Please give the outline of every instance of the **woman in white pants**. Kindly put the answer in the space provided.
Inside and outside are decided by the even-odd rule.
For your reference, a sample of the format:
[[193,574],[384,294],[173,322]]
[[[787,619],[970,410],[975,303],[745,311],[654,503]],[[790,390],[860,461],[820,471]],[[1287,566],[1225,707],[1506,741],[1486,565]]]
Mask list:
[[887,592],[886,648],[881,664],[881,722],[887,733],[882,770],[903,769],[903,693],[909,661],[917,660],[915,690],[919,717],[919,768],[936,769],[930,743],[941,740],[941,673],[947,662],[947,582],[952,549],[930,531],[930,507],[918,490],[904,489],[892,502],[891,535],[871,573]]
____
* **Work item**
Go through the listing and copy all of it exactly.

* **Exercise solution**
Please give the outline of every instance of the **woman in white pants**. Kindly put the answer in the space provided.
Inside and outside are decided by the even-odd rule.
For your reference, a sample of the format:
[[193,574],[384,294],[173,322]]
[[[787,619],[970,410],[975,303],[745,311],[654,503]],[[790,390],[860,461],[820,471]],[[1287,566],[1225,707],[1506,741],[1486,565]]]
Mask list:
[[887,592],[886,648],[881,664],[881,722],[887,733],[882,770],[903,769],[903,693],[909,661],[917,660],[915,690],[919,717],[919,768],[936,769],[930,743],[941,740],[941,673],[947,662],[947,582],[952,549],[930,531],[930,507],[918,490],[904,489],[892,502],[891,535],[871,573]]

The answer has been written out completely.